▶ Data
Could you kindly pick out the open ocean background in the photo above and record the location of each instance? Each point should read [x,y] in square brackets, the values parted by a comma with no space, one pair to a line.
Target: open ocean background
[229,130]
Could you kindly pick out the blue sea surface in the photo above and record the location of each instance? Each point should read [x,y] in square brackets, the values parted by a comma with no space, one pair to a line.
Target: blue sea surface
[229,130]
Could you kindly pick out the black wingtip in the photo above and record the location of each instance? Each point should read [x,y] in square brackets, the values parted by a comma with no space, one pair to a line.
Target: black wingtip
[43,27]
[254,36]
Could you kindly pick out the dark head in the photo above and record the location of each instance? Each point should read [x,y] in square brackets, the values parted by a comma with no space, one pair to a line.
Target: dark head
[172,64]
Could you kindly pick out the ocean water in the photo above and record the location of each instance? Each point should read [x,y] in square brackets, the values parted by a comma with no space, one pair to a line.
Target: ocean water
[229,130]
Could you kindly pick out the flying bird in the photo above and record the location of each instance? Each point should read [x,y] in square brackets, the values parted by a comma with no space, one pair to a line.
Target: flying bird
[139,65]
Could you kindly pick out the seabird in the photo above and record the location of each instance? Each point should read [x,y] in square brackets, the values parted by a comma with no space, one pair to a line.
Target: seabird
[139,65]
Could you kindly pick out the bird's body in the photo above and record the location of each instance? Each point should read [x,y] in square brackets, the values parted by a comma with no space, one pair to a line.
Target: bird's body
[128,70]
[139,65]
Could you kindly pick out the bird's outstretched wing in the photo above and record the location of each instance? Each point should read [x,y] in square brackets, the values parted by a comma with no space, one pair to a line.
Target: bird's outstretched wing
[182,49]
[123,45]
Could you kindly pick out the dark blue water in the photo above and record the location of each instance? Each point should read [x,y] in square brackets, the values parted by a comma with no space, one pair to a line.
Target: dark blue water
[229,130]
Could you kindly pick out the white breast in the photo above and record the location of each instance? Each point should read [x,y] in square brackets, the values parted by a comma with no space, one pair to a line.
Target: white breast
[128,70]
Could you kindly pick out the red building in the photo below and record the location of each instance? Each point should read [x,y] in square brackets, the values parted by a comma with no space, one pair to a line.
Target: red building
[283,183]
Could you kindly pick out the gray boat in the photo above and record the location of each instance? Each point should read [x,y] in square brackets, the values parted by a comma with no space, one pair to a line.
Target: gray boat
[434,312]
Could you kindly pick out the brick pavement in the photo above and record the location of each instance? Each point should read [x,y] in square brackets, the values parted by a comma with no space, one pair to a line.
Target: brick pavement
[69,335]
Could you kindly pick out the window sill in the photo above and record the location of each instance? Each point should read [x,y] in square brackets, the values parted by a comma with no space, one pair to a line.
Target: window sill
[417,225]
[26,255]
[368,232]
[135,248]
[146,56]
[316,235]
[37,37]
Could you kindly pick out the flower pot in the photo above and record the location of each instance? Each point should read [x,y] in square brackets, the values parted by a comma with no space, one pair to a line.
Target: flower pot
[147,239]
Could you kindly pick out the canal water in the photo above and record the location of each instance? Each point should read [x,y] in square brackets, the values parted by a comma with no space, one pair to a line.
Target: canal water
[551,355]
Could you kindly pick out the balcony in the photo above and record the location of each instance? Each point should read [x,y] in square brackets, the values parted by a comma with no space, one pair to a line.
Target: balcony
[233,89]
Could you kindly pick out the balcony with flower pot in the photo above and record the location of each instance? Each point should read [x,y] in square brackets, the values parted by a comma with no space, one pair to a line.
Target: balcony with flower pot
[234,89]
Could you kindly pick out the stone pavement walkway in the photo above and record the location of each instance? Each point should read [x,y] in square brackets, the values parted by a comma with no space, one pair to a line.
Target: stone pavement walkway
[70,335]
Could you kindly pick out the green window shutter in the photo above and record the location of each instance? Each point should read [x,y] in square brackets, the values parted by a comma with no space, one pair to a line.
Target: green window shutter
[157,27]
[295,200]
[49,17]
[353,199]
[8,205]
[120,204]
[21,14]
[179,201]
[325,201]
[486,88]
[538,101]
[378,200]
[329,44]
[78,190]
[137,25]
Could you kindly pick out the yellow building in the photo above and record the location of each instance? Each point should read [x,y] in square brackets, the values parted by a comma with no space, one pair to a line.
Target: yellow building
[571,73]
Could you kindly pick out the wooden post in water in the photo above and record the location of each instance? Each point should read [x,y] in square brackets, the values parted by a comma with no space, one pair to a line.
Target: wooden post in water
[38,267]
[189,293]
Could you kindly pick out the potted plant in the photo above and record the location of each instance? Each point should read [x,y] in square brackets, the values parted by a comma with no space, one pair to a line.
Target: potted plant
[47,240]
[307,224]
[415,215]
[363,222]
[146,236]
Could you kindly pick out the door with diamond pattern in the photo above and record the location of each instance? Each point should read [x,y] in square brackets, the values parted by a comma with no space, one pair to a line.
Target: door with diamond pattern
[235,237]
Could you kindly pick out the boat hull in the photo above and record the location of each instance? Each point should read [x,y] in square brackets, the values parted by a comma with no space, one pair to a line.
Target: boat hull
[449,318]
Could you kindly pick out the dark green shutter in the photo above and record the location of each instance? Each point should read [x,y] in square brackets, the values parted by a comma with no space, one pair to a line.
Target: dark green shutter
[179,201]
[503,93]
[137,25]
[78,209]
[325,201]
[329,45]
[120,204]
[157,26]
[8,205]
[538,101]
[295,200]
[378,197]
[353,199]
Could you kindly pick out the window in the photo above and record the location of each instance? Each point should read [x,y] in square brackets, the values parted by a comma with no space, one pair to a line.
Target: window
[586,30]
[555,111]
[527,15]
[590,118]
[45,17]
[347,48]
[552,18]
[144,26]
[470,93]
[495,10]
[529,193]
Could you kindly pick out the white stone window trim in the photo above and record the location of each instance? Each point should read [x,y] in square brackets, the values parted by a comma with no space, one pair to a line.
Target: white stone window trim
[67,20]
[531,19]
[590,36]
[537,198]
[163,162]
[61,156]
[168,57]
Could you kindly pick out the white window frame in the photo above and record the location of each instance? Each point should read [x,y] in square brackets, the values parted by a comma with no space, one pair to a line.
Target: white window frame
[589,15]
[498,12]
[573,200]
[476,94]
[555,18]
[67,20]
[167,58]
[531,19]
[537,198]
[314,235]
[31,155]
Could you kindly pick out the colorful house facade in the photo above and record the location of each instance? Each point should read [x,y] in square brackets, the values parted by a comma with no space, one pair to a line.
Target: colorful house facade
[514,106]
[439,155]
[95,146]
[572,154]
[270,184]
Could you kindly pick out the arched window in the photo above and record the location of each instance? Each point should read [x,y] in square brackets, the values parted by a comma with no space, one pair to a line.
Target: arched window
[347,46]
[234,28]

▶ Assigned task
Once you have read the records above, please copy them out exactly.

▶ Your solution
Could you kindly pick out the open ocean background in the photo above and record the location of each instance? Each point should read [x,y] in square brackets, the values parted by a comma with no space, one pair to a line.
Target: open ocean background
[229,130]
Could you kindly pick out the blue sea surface in the photo above and record the location of each instance? Each point should read [x,y] in square brackets, the values parted by a comma with no space, one pair to a line.
Target: blue sea surface
[229,130]
Could you kindly pick out the black wingtip in the photo above and record the location of each instance? Each point should read [x,y] in square brackets, the values parted by a comma with no space, one pair to a line.
Target: black wingtip
[43,27]
[254,36]
Could you kindly pick out the dark head in the photo above and record the location of each instance? Each point should read [x,y] in square brackets, the values parted by a comma with no space, one pair to a line.
Target: dark head
[172,64]
Could you kindly pick out the ocean water in the photo above and record the location of each instance? Each point should read [x,y] in square brackets, the values parted by a comma with no space, one pair to a line.
Target: ocean water
[229,130]
Could you kindly pick out the flying bird in the photo above and record the location of each instance? Each point should read [x,y] in square brackets, the values parted by a comma with no space, one pair to a line.
Target: flying bird
[139,65]
Could you kindly pick out the seabird in the photo above and record the location of each instance? Each point should read [x,y] in square brackets, the values parted by a comma with no space, one pair to a line.
Target: seabird
[139,65]
Could you kindly pick out the bird's body in the photo above and record the location of each instance? Each point should read [x,y] in square brackets, the values parted by a comma with no space, one pair to a line.
Target: bird's body
[128,70]
[139,65]
Could you kindly pick out the bird's outstretched wing in the photo above and record the location of each instance? Each point should read [x,y] in square brackets, the values parted by a comma with no space, one pair to a line.
Target: bird's outstretched wing
[182,49]
[123,45]
Could you kindly pick out the dark blue water in the photo above and record the location of each instance? Each point should read [x,y] in square brackets, the values parted by a comma with no space, one pair to a line.
Target: dark blue water
[229,130]
Could you kindly pick out the white breast in the photo above and record the location of each instance? Each point should read [x,y] in square brackets, the values parted by a comma with no space, one pair to a line.
Target: white breast
[128,70]
Could you kindly pick out the red building in the photo below and record the location of each instance? Each point should read [x,y] in square brackets, the values parted by a comma with no space, one pair to a line.
Target: red building
[283,183]
Could you kindly pick out the gray boat in the photo above and record the location of each instance? Each point should read [x,y] in square brackets, the values parted by a comma with no space, one pair to a line.
Target: gray boat
[434,312]
Could you kindly pick out the brick pavement in the photo above and record the location of each instance? Each point should read [x,y] in square brackets, the values parted by a comma with no space, one pair to a line.
Target: brick pavement
[69,335]
Could you kindly pick out the window sill in the photo above and record the location of each instance? Each point should read [x,y] in square brackets, the values parted by a comma with no space, one pair to a line.
Target: window sill
[417,225]
[26,255]
[368,232]
[135,248]
[146,56]
[316,235]
[37,37]
Could you kindly pick out the flower pot in the photo above and record the location of each instance? Each point should read [x,y] in square brackets, the values parted by a comma with no space, one pair to a line.
Target: flower pot
[147,239]
Could you kindly pick out the canal water in the photo above and record the location of each instance? Each point should read [x,y] in square brackets, the values parted by a comma with no space, one pair to a line.
Target: canal water
[551,355]
Could you kindly pick out the balcony in the photo above and record the location of each instance? Each point should read [x,y] in square brackets, the values parted by a comma with no space, one pair to a line.
Target: balcony
[233,89]
Could you kindly pick out the balcony with flower pot in the photo above and record the location of each instance? Each point should read [x,y] in square brackets, the values parted by a comma with no space, one pair to a line.
Target: balcony with flower pot
[234,89]
Could you kindly pick out the stone pavement walkway in the photo above and record the location of each instance? Each point should read [x,y] in square brackets, the values parted by a comma with no space, one pair to a line.
Target: stone pavement walkway
[70,335]
Could you kindly pick out the green window shutter in the photo above and record the location of each instance? Each point should read [x,y] in square brackets, the values parted by a comma with no space, one pair to a line.
Target: green window shutter
[157,27]
[295,200]
[49,17]
[353,199]
[8,205]
[120,204]
[21,14]
[179,201]
[325,201]
[486,88]
[538,101]
[378,200]
[329,44]
[78,190]
[137,25]
Could you kindly pick out the yellow building in the photo above and record the location of each instance? Each point should read [x,y] in square brackets, the values parted by a comma with no space, one pair to a line.
Target: yellow building
[571,73]
Could you kindly pick out the wooden post in water in the photo above and record the location of each instance? Each point should read [x,y] in square brackets, the values parted by a comma with no space, one pair to a line.
Target: wooden post in water
[38,267]
[189,293]
Could you kindly pick out the potted plant in the photo above and record the location of each instance? Each point should read [x,y] in square brackets, the values parted by a comma with no space, one pair to a line.
Target: potted plant
[47,240]
[307,224]
[415,215]
[363,222]
[146,236]
Could you kindly pick out the door with diamond pattern in the photo above and record the location of each instance? Each point should read [x,y] in square brackets, the values parted by a comma with no space, one pair to a line.
Target: door with diamond pattern
[235,237]
Could you kindly pick out the boat hull in the photo above and record the location of each instance? Each point should read [x,y] in square brackets, the values parted by a comma with no space, one pair to a line.
Target: boat hull
[449,318]
Could you kindly pick out the dark green shutter in the photo above and record the location of each instance? Each point should read [x,y] in square brackets, the values parted by a comma with no space, one pair to a line.
Target: dark green shutter
[179,201]
[503,93]
[137,25]
[78,209]
[325,201]
[329,45]
[120,204]
[157,26]
[8,205]
[538,101]
[295,200]
[378,197]
[353,199]
Could you kindly pick out the window in the photo above and record the location of each instance? Each point should read [x,y] in square brackets, the values parted by a comma with no space, one pair to a line.
Target: window
[586,30]
[555,111]
[527,15]
[590,118]
[45,17]
[347,48]
[552,18]
[144,26]
[470,93]
[495,10]
[529,193]
Could you kindly pick out the white stone window trim in the photo above and record the location of each instance? Each point should read [x,y] in square brackets, the values parted by a comma with no space, one pair to a line.
Target: white stone window trim
[67,20]
[531,19]
[590,36]
[537,198]
[163,162]
[61,156]
[168,57]
Could you kindly pick out the white window frame in the photo above and record the location of each instance? Each point should read [x,y] in square brackets, the values parted by a comma with no space, one pair to a line.
Target: white window frame
[589,15]
[498,12]
[573,200]
[476,94]
[555,18]
[67,20]
[167,58]
[531,19]
[537,198]
[314,235]
[31,155]
Could you kindly pick out the colorful house facade in the photo above and record the location of each instance? Each point should read [x,y] in square brackets, the values parted by a comma with no space, one pair to a line.
Target: colorful house facade
[514,106]
[439,155]
[95,146]
[572,154]
[270,184]
Could you kindly pick out the arched window in the photo above and record the location of each instance? Each point should read [x,y] in square brackets, the values parted by a comma with no space, one pair to a line.
Target: arched window
[347,46]
[234,28]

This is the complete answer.